[Entries from a dataset]
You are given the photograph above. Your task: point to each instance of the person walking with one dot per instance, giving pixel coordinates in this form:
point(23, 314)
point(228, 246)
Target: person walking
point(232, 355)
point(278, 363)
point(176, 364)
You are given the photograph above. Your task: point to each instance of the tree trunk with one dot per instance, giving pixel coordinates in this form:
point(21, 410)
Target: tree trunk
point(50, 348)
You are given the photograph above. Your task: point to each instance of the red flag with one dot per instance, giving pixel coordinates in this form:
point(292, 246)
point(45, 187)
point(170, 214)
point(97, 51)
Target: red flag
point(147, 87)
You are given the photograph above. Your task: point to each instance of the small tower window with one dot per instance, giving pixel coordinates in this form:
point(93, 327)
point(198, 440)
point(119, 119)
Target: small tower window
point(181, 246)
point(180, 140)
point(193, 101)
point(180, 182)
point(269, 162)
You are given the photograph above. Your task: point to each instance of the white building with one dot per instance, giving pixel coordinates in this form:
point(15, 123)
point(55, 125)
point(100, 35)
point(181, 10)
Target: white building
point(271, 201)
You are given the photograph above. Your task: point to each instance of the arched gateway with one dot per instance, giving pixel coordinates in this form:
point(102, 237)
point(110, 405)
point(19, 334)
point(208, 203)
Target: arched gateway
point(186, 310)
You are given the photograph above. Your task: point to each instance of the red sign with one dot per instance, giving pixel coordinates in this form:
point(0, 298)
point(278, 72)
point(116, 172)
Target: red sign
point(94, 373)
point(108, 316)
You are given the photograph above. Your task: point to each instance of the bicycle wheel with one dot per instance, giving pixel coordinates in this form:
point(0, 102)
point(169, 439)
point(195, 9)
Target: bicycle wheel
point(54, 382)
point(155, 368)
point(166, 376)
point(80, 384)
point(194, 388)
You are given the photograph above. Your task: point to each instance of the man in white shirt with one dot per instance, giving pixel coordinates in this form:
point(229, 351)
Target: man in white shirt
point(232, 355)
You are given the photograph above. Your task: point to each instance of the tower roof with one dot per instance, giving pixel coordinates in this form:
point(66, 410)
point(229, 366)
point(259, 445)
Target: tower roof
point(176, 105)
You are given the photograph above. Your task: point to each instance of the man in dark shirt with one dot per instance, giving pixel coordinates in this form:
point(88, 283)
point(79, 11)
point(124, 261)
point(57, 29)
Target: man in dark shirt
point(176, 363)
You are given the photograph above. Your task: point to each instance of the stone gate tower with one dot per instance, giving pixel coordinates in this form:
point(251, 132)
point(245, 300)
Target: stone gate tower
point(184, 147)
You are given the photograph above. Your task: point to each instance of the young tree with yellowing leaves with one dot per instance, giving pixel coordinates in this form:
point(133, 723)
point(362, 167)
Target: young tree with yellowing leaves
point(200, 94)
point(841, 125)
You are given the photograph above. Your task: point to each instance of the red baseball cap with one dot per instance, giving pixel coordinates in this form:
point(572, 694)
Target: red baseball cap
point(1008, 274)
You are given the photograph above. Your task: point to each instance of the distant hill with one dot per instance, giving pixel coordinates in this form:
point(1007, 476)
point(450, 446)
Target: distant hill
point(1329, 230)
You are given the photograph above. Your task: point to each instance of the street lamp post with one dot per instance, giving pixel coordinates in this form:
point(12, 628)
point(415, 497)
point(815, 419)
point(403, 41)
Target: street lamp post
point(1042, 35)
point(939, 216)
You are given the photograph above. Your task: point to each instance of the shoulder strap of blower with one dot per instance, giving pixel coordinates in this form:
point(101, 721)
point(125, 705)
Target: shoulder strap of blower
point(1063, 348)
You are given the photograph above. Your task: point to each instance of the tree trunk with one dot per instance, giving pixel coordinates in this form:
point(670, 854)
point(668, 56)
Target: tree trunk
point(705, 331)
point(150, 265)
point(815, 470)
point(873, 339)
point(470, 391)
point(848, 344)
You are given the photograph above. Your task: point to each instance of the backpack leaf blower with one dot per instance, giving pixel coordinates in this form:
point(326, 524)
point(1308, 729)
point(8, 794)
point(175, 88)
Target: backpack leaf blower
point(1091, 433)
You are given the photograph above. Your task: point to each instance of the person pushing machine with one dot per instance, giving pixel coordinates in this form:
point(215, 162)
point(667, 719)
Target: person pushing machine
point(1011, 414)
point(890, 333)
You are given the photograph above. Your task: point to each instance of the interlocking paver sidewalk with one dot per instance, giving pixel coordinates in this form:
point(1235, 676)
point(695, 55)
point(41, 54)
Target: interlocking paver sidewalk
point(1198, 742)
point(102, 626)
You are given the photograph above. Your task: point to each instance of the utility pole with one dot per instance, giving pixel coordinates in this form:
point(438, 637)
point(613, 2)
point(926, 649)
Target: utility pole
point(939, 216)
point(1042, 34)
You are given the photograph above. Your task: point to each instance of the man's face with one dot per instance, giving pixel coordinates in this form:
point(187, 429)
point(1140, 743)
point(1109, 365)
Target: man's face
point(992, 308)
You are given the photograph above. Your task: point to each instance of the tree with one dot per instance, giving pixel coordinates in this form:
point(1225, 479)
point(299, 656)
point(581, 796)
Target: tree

Instructions for the task: Please put the lines above into a Markdown table with the columns "Row" and "Line," numbering each row and omitting any blank lines.

Task answer:
| Row | Line |
|---|---|
| 1 | You are given the photograph above. Your task: point to each instance of the person walking with one dot per instance, giving pixel coordinates in this form: |
| 2 | point(23, 314) |
| 3 | point(228, 246) |
| 4 | Target: person walking |
| 5 | point(232, 355) |
| 6 | point(278, 363) |
| 7 | point(176, 364) |
| 8 | You are given the photograph above. Your task: point to each instance of the tree trunk with one dot per instance, giving pixel coordinates in this form: |
| 9 | point(21, 410) |
| 10 | Target: tree trunk |
| 11 | point(50, 348) |
| 12 | You are given the photograph above. Your task: point to each instance of the red flag with one dot per instance, giving pixel coordinates in this form: |
| 13 | point(292, 246) |
| 14 | point(45, 187) |
| 15 | point(170, 214) |
| 16 | point(97, 51) |
| 17 | Target: red flag |
| 18 | point(147, 87) |
| 19 | You are given the photograph above. Your task: point to each instance of the small tower window with one dot per instance, giving pixel coordinates in this form: |
| 20 | point(93, 327) |
| 21 | point(198, 440) |
| 22 | point(119, 119) |
| 23 | Target: small tower window |
| 24 | point(181, 246) |
| 25 | point(180, 140) |
| 26 | point(193, 101) |
| 27 | point(180, 182) |
| 28 | point(269, 162) |
| 29 | You are given the photograph above. Your task: point to each instance of the white building with one dot per instance, giving pixel coordinates in this form: |
| 30 | point(15, 123) |
| 31 | point(55, 125) |
| 32 | point(100, 35) |
| 33 | point(181, 10) |
| 34 | Target: white building |
| 35 | point(271, 201) |
| 36 | You are given the photograph above. Your task: point to each instance of the arched gateway with one dot per instance, giving pixel coordinates in this form: |
| 37 | point(102, 237) |
| 38 | point(110, 405) |
| 39 | point(19, 334) |
| 40 | point(208, 203) |
| 41 | Target: arched gateway |
| 42 | point(186, 310) |
| 43 | You are given the photograph above. Your task: point to each instance of the red sign with one dot per instance, giving pixel coordinates in this form: |
| 44 | point(0, 298) |
| 45 | point(278, 72) |
| 46 | point(116, 172) |
| 47 | Target: red sign |
| 48 | point(94, 373) |
| 49 | point(108, 316) |
| 50 | You are given the photograph above. Your task: point to each instance of the bicycle wheel with one dot per instance, giving pixel coordinates in this form: |
| 51 | point(0, 102) |
| 52 | point(169, 439) |
| 53 | point(195, 9) |
| 54 | Target: bicycle wheel |
| 55 | point(54, 382) |
| 56 | point(155, 368) |
| 57 | point(166, 376) |
| 58 | point(80, 384) |
| 59 | point(194, 388) |
| 60 | You are given the photograph above. Your task: point to each instance of the man in white shirt with one dot per instance, giving pixel coordinates in this form: |
| 61 | point(229, 351) |
| 62 | Target: man in white shirt |
| 63 | point(232, 355) |
| 64 | You are given the photograph above. Your task: point to each instance of the tower roof with one dot per instance, giving pixel coordinates in this form: |
| 65 | point(66, 410) |
| 66 | point(229, 366) |
| 67 | point(259, 445) |
| 68 | Target: tower roof |
| 69 | point(176, 105) |
| 70 | You are given the photograph above. Your task: point to each instance of the man in dark shirt with one dot per instance, giving pixel coordinates in this form: |
| 71 | point(88, 283) |
| 72 | point(79, 11) |
| 73 | point(124, 261) |
| 74 | point(57, 29) |
| 75 | Target: man in dark shirt |
| 76 | point(176, 363) |
| 77 | You are given the photograph above. Your task: point to each instance of the stone gate tower with one dot per instance, giving pixel coordinates in this form: |
| 78 | point(251, 132) |
| 79 | point(245, 300) |
| 80 | Target: stone gate tower |
| 81 | point(184, 147) |
| 82 | You are given the photograph above. Your task: point to each instance of the young tree with yellowing leaves with one dot per instance, giving pixel coordinates in this form: |
| 83 | point(133, 723) |
| 84 | point(362, 167) |
| 85 | Target: young tree with yellowing leaves |
| 86 | point(200, 94) |
| 87 | point(841, 125) |
| 88 | You are given the photograph above. Your task: point to each instance of the red baseball cap with one dot per instance, giving pixel coordinates in this form: |
| 89 | point(572, 694) |
| 90 | Target: red baseball cap |
| 91 | point(1008, 274) |
| 92 | You are given the photograph above. Your task: point to each instance of the distant hill with one dot per instance, giving pixel coordinates in this form: |
| 93 | point(1007, 476) |
| 94 | point(450, 446) |
| 95 | Target: distant hill |
| 96 | point(1329, 230) |
| 97 | You are given the photograph above. Your task: point to each instance of the street lamp post with one dot per instance, giving pixel coordinates in this form: |
| 98 | point(12, 628) |
| 99 | point(415, 497) |
| 100 | point(815, 419) |
| 101 | point(403, 41) |
| 102 | Target: street lamp post |
| 103 | point(1042, 35) |
| 104 | point(939, 216) |
| 105 | You are given the photograph above. Your task: point to each instance of the shoulder strap of blower with one dot per instance, giving pixel coordinates in this form: |
| 106 | point(101, 721) |
| 107 | point(125, 705) |
| 108 | Target: shoulder strap of blower |
| 109 | point(1063, 348) |
| 110 | You are given the photograph above. Your task: point to each instance of the tree trunk with one dot per instance, giving pixel coordinates in this form: |
| 111 | point(670, 854) |
| 112 | point(668, 56) |
| 113 | Target: tree trunk |
| 114 | point(705, 331) |
| 115 | point(150, 265) |
| 116 | point(815, 470) |
| 117 | point(873, 339) |
| 118 | point(470, 391) |
| 119 | point(848, 344) |
| 120 | You are given the photograph above. Your task: point to each instance of the backpack leaf blower with one dot per instance, giving pixel coordinates in this form: |
| 121 | point(326, 524) |
| 122 | point(1308, 729) |
| 123 | point(8, 794) |
| 124 | point(175, 88) |
| 125 | Target: backpack leaf blower |
| 126 | point(1091, 433) |
| 127 | You are given the photograph above. Your task: point to each instance of the person pushing machine with one dot per instance, giving pixel coordinates in this form: |
| 128 | point(215, 162) |
| 129 | point(667, 719) |
| 130 | Target: person pushing machine |
| 131 | point(1011, 414) |
| 132 | point(890, 333) |
| 133 | You are given the photograph above. Your task: point to each instance of the interlocking paver sidewalk with one dot per instance, giving pixel coordinates in this form: |
| 134 | point(1235, 676) |
| 135 | point(695, 55) |
| 136 | point(41, 54) |
| 137 | Target: interlocking paver sidewalk |
| 138 | point(1198, 742) |
| 139 | point(102, 626) |
| 140 | You are given the photograph above. Your task: point to each instance of the utility pole with one dot per instance, giving pixel coordinates in this form: |
| 141 | point(438, 637) |
| 142 | point(613, 2) |
| 143 | point(926, 649) |
| 144 | Target: utility pole |
| 145 | point(939, 216) |
| 146 | point(1042, 34) |
| 147 | You are given the photograph above. Your task: point to each instance of the man's face with one dot per instance, giving pixel coordinates in this form: |
| 148 | point(187, 429) |
| 149 | point(1140, 743) |
| 150 | point(1109, 365) |
| 151 | Target: man's face |
| 152 | point(992, 308) |
| 153 | You are given the photograph above. Your task: point to each instance of the tree with one dot per instance, giving pixel coordinates in this form: |
| 154 | point(1225, 479) |
| 155 | point(299, 656) |
| 156 | point(581, 796) |
| 157 | Target: tree |